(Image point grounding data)

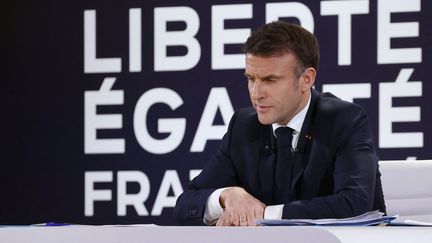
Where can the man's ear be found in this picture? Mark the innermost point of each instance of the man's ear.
(308, 78)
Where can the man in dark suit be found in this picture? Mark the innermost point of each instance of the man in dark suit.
(297, 153)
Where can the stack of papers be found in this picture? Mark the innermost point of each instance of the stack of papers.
(369, 218)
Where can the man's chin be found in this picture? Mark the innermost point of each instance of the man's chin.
(264, 120)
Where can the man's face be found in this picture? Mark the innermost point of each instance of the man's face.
(277, 94)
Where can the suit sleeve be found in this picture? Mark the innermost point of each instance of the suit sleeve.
(354, 167)
(219, 172)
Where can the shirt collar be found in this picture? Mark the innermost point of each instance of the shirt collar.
(297, 121)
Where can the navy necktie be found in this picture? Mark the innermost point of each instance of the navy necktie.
(282, 178)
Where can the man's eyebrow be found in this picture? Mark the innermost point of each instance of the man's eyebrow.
(271, 76)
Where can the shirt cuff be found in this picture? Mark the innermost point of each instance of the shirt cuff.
(213, 209)
(273, 212)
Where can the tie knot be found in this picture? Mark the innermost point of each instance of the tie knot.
(284, 136)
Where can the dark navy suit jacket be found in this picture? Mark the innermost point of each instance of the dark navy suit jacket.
(334, 168)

* [Task directions]:
The required result is an exact repeat of the records above from the line containing "Where can the dark" to their final line.

* [Response]:
Where can the dark navy suit jacket be found in this picture? Mark the innermost point of each instance of the dark navy suit jacket.
(334, 168)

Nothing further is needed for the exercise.